What to work on –
- 1) In the graph similarity README, which Hadoop version is listed as a required dependency?
- 2) Using the graph similarity README, explain why its instructions assume you are working on an Ubuntu system.
- 3) Repeat the part of the graph similarity README that opens with the words "- Setup Repository" and closes with "ssh-keygen -t rsa.".

Passage provided –
Large Scale Computation For Graph Similarity

AUTHOR : Aliasgar Zakir Merchant

EMAIL : amerch23@uic.edu

Overview

THE CODE IS WORKING AS A STANDALONE ON HADOOP AND NOT ON AWS.

This repository provides an implementation of a Large Scale Computation for Graph Similarity. The program runs using SCALA version 3.3.1 and SBT version 1.9.2.

This repository and code was built on Ubuntu 22.04 and hence the ReadMe is created considering that you would run the program on an Ubuntu system.

Necessary Prerquisites

In order to run this repository on one's system, you must install the following dependencies:

Scala ver 3.3.1
SBT ver 1.9.2
JDK/JVM ver 11.0
Hadoop ver 3.3.6

- Setup Repository

Once the prerequisites are met, clone this repository using the command git clone.
Since this project was built in Hadoop there will be a number of changes that you must perform to you Hadoop files before the system is functioning on your PC.
These changes will be explained in the upcoming section.

- Setup Hadoop

Initial System Setup

First, you need to run the command java --version in order to determine if java has been installed on your PC.
If not installed then you can install JAVA using sudo apt install openjdk-11-jdk -y
Install OpenSSH using sudo apt install openssh-server openssh-client -y
Then, generate public and private keys using ssh-keygen -t rsa.
Add this public key to *authorized keys using sudo cat ~/.ssh/id_rsa.pub >> ~/.ssh/authorized_keys
Next change the permission of the file using sudo chmod 640 ~/.ssh/authorized_keys
Next, get the location of the JAVA_HOME using the command dirname $(dirname $(readlink -f $(which java)))

Extracted material –
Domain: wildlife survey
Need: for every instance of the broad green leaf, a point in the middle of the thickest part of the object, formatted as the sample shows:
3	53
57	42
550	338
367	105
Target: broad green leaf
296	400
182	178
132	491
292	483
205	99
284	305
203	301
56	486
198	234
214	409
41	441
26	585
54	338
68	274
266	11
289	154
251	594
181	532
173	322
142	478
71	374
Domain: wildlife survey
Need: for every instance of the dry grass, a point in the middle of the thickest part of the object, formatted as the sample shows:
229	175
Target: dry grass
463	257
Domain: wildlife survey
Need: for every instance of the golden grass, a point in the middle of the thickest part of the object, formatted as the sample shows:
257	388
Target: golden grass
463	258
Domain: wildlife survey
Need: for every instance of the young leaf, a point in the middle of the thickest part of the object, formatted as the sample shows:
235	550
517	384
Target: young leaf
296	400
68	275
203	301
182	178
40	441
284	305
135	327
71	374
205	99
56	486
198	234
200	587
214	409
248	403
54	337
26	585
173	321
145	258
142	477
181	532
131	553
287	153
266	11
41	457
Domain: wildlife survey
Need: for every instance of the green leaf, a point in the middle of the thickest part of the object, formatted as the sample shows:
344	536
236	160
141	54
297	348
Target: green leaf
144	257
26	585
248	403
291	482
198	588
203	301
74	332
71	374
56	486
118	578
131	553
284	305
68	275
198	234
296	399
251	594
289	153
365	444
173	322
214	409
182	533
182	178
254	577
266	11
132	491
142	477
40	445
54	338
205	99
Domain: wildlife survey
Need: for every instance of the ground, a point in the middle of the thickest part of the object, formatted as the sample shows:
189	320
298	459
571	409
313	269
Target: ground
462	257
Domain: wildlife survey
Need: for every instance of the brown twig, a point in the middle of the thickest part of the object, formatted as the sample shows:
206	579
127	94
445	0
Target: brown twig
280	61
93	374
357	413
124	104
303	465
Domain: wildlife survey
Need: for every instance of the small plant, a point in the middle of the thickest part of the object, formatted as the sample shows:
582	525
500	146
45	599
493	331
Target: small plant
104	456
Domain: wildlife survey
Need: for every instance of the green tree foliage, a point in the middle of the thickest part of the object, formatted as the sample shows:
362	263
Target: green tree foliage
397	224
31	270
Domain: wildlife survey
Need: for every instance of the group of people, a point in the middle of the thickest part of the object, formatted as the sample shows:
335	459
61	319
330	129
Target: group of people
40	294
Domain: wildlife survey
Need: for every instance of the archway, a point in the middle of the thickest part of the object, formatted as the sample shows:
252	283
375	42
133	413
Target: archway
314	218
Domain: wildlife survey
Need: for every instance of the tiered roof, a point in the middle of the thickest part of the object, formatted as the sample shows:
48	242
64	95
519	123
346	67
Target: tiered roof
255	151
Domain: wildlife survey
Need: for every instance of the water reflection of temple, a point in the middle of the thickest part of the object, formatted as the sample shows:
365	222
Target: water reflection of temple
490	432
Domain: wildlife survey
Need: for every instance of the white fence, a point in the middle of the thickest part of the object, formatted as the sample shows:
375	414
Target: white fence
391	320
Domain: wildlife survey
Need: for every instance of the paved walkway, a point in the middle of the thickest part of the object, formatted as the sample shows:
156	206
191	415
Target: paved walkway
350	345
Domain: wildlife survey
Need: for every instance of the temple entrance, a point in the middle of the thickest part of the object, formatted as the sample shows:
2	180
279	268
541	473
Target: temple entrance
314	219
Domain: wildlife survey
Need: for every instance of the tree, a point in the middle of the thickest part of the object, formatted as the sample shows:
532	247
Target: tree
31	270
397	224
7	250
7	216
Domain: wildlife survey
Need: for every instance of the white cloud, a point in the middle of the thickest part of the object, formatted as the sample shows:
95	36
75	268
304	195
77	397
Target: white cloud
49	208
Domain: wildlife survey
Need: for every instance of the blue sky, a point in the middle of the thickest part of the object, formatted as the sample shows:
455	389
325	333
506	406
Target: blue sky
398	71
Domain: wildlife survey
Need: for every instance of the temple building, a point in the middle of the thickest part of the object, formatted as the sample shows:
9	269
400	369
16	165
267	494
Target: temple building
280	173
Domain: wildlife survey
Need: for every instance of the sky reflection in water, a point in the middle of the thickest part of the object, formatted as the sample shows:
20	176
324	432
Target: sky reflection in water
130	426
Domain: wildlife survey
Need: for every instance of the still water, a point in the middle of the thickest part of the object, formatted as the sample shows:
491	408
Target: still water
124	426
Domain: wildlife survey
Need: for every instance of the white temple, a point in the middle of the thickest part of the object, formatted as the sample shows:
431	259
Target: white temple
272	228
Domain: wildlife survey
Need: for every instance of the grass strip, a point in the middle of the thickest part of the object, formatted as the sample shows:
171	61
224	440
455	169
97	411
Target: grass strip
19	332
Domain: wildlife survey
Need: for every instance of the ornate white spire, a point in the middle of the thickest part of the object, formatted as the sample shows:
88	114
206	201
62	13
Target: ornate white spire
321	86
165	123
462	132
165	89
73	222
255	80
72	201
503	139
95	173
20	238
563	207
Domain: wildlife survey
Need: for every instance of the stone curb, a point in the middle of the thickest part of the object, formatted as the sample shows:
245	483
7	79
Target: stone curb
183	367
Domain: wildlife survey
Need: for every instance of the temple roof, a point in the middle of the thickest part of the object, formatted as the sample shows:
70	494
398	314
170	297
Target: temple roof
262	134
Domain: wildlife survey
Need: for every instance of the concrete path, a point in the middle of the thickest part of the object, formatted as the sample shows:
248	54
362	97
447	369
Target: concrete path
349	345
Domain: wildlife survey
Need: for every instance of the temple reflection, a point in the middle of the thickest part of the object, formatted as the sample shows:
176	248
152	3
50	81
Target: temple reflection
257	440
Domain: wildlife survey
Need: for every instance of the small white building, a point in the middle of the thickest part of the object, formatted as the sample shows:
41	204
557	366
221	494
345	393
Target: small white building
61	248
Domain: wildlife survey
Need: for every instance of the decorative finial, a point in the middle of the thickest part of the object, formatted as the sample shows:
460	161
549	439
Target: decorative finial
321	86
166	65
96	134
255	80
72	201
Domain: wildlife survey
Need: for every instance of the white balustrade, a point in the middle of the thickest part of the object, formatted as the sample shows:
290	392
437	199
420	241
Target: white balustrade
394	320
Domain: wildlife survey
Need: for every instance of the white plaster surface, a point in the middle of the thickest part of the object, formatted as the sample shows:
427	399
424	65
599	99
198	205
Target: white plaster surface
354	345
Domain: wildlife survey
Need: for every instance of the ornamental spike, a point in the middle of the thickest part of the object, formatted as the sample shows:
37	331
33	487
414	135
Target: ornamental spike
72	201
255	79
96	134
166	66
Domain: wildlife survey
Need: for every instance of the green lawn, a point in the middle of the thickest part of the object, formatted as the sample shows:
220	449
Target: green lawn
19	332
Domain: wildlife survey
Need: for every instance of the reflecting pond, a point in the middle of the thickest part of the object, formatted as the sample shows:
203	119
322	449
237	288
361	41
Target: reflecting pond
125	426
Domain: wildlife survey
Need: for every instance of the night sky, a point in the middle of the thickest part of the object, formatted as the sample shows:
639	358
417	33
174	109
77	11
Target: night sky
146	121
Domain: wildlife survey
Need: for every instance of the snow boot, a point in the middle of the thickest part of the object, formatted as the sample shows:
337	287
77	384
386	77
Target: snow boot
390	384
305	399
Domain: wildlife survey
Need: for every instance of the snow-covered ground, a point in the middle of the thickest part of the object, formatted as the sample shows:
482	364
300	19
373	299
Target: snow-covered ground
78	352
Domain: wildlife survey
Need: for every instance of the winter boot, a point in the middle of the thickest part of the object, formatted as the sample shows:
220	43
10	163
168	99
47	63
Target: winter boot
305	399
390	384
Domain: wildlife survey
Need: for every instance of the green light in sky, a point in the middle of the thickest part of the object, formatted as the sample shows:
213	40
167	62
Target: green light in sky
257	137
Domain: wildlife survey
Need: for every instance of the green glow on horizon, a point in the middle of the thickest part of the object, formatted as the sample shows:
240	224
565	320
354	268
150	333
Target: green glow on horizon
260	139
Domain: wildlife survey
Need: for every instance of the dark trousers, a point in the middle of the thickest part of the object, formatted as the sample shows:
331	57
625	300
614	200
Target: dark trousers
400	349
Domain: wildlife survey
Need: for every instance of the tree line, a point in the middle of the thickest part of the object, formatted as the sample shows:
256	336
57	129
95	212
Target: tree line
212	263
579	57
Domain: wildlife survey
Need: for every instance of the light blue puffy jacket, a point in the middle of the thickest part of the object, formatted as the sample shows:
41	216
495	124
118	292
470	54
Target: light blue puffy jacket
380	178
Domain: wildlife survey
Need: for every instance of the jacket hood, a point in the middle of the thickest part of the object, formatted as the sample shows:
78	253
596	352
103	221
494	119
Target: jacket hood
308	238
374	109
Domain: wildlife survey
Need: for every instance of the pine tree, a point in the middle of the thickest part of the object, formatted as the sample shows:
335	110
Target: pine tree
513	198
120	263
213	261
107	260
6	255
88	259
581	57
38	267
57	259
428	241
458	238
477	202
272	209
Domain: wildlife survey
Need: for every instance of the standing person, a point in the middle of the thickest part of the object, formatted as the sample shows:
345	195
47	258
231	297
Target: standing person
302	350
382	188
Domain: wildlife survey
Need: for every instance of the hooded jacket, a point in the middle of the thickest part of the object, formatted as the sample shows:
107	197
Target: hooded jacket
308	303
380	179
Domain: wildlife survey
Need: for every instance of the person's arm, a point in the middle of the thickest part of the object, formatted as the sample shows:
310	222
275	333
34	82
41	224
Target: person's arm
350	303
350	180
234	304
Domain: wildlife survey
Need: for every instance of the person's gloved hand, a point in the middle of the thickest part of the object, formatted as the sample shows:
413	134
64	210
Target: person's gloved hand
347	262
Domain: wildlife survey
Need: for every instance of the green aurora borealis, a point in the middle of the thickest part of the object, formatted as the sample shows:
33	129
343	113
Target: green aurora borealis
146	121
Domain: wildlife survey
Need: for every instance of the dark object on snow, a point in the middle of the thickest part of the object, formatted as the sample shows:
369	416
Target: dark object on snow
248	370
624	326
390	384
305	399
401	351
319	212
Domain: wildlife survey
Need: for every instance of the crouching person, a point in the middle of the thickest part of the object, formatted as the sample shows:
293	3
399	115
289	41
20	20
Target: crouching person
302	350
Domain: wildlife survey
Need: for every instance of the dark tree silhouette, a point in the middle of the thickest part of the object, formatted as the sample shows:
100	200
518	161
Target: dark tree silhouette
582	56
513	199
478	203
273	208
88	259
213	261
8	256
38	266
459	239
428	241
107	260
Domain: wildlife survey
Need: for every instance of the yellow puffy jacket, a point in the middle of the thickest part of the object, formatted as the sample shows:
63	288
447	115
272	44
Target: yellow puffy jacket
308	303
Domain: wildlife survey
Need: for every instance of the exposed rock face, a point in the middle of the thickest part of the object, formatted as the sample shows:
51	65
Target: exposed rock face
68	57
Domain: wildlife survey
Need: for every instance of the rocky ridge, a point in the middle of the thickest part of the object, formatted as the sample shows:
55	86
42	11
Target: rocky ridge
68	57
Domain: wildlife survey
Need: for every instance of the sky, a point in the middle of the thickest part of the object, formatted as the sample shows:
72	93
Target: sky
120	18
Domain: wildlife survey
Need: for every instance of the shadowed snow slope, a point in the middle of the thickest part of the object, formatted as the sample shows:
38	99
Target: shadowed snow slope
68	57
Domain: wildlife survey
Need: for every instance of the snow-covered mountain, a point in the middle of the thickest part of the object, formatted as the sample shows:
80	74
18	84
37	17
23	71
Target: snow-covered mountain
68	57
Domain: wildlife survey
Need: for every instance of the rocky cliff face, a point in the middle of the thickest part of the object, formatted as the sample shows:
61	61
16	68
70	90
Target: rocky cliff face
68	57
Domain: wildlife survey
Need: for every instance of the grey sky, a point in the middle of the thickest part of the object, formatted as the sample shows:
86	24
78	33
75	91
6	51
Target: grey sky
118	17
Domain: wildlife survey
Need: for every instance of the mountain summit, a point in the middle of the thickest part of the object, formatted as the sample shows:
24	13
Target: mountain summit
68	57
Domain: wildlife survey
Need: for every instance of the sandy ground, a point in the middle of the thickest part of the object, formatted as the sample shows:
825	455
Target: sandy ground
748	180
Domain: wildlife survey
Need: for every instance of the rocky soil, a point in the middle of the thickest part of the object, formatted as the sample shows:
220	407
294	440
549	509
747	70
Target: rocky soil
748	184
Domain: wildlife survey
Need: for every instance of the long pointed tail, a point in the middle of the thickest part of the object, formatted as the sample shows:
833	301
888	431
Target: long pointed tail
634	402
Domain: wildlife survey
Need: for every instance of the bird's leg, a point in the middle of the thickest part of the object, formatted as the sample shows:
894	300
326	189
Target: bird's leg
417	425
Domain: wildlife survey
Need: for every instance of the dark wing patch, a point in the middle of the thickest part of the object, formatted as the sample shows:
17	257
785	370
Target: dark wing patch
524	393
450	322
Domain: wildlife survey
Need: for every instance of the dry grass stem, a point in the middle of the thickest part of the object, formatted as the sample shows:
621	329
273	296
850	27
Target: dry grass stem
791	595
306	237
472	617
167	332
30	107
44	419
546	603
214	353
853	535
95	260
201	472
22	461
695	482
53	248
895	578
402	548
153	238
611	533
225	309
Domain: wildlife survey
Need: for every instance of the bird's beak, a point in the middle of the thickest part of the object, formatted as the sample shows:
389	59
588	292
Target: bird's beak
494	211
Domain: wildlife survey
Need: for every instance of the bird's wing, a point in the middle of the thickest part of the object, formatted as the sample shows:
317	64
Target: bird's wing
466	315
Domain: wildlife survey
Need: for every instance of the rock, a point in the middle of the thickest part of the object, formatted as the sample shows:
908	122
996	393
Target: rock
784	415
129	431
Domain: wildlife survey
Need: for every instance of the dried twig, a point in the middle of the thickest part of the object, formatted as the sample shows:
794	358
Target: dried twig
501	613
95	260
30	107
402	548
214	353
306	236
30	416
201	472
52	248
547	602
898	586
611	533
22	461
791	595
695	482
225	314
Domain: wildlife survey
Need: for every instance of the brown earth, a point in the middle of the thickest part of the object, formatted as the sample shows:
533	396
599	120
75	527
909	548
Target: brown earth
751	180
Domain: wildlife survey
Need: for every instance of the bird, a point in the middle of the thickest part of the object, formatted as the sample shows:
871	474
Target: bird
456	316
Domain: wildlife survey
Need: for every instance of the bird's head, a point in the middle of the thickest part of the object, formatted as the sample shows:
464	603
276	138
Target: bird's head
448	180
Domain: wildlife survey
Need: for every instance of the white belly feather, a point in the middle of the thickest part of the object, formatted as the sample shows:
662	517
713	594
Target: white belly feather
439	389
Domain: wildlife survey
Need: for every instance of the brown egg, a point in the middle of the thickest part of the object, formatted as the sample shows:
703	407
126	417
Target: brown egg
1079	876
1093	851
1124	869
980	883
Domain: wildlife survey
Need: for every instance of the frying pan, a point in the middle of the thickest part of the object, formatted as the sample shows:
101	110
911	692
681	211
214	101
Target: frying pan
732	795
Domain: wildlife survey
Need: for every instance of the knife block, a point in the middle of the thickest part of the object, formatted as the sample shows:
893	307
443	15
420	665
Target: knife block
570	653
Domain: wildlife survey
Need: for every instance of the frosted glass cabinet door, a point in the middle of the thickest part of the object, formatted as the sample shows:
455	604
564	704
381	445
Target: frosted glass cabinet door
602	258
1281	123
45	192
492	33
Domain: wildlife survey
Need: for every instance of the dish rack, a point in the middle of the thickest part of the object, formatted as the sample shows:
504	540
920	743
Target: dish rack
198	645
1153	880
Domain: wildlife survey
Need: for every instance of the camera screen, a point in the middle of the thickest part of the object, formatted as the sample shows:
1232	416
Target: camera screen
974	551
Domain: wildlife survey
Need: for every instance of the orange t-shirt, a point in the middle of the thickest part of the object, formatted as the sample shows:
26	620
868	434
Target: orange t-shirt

Outputs in order –
- 1) Hadoop version 3.3.6.

- 2) The repository and code were built on Ubuntu 22.04, so the ReadMe was written on the assumption that the program would be run on an Ubuntu system.

- 3)
- Setup Repository

Once the prerequisites are met, clone this repository using the command git clone.
Since this project was built in Hadoop there will be a number of changes that you must perform to you Hadoop files before the system is functioning on your PC.
These changes will be explained in the upcoming section.

- Setup Hadoop

Initial System Setup

First, you need to run the command java --version in order to determine if java has been installed on your PC.
If not installed then you can install JAVA using sudo apt install openjdk-11-jdk -y
Install OpenSSH using sudo apt install openssh-server openssh-client -y
Then, generate public and private keys using ssh-keygen -t rsa.